**Provided text**:

According to WebMD, eucalyptus leaves and oil is consumed, chewed, and applied to the skin for many conditions.
The tree contains many different chemicals. People use eucalyptus for many conditions including asthma, bronchitis, flu (influenza), and many others, but there is no good scientific evidence to support these uses. However, WebMD warns that it is unsafe to take pure eucalyptus oil by mouth. Taking only 3.5 mL (less than one teaspoon) of the pure oil can be fatal. That is where the good ends. The downside of eucalyptus tree is massive.
The bad: Land degradation
One of downside of eucalyptus is that it depletes the soil of nutrients rendering it unfit for any future productive use.
According to data by the United Nations, human damage to the planet’s land is accelerating; with up to 40 per cent now classed as degraded, while half of the world’s people are suffering the impacts. Land which has been depleted of natural resources, soil fertility, water, biodiversity is classified as degraded land and is found all over.
Growing food on degraded land becomes progressively harder as soils rapidly reach exhaustion and water resources are depleted. Research shows that trees have enormous potential to soak up and store carbon, and for that simple reason, many countries have embarked on aggressive tree-planting campaigns to boost their forest cover in a bid to fight climate change.
Forests are key in efforts to recover biodiversity and combat climate change. Sadly, eucalyptus does the opposite to the environment.
Elias Mugo, an elderly farmer from Kirinyaga has a first hand experience on how eucalyptus tree degrades land.

**Available data**:
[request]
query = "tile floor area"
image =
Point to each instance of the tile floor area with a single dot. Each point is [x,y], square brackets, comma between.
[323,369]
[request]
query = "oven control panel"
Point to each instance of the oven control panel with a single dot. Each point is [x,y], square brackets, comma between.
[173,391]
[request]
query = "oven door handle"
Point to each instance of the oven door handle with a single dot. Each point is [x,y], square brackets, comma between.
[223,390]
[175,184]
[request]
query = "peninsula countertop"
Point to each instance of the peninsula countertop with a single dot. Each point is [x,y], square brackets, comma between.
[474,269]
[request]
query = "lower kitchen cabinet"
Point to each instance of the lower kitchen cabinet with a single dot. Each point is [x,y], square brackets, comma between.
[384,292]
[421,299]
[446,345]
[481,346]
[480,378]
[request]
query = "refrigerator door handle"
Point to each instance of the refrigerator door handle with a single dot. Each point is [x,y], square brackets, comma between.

**Tasks for this exercise**:
- A) In the eucalyptus text, how much pure eucalyptus oil taken by mouth can be fatal?
- B) Pick up the eucalyptus text after its final sentence and continue it.

**Exercise answers**:
- A) Only 3.5 mL, which is less than one teaspoon.

- B)
“I have been a farmer from 1968, planting beans, maize, oranges, bananas among others, I planted the tree because it looks like a good forest but it affects the soil,” says Mugo.
“I only plant it because it is a hot sell for construction companies, carpenters and we also use them to build houses.”
Farmers are also investing in it as a way to diversify their incomes given that maize no longer fetches good money.
“In earlier years, one acre of maize gave us 30-35 bags, right now, it hardy reaches 10 bags of maize because of the soil is degraded,” says Mugo.
Environmentalists say that the oil-rich eucalyptus leaf litter makes the soil toxic for seed germination and plant growth and thereby reduces the yield potential of most agricultural crops.
Dr Robert Nyambati, a chief researcher at Kenya Forestry Research Institute (Kefri) says lack of information on eucalyptus tree has led to massive growing by Kenyans.
“Because of lack of information, farmers and communities grow the wrong tree in the wrong place. We have done research on species site mapping and for eucalyptus, there are areas that is a no go zone - for example in catchment areas, swamps and around rivers,” he says.
There is a reason that this tree has been labelled an environmental terrorist.
“When you look under a eucalyptus tree there is no plantation, meaning it affects biodiversity. The reason why it does this is because of Allelopathy, a biological phenomenon by which an organism produces one or more biochemicals that influence the germination, growth, survival, and reproduction of other organisms,” Dr Nyambati says.
Effects on Climate
Retired Bishop Permias Muchina who is now a farmer thinks the tree is the reason why water levels have dropped.
“There is a huge difference because we had so much water sometime back, but right now the water levels are very low. Eucalyptus trees are reducing water levels,” he says.
Because of their high evapo-transpiration rate, which may lead to a lower water table, one of the criticisms against eucalyptus plantations is that they may cause a change in the local climate.
According to Food and Agricultural Organisation of the United Nations, this high rate of soil water loss affects local rainfall levels, resulting in possible desertification of the area.
Planting a tree is a matter of choice and eucalyptus is no exception.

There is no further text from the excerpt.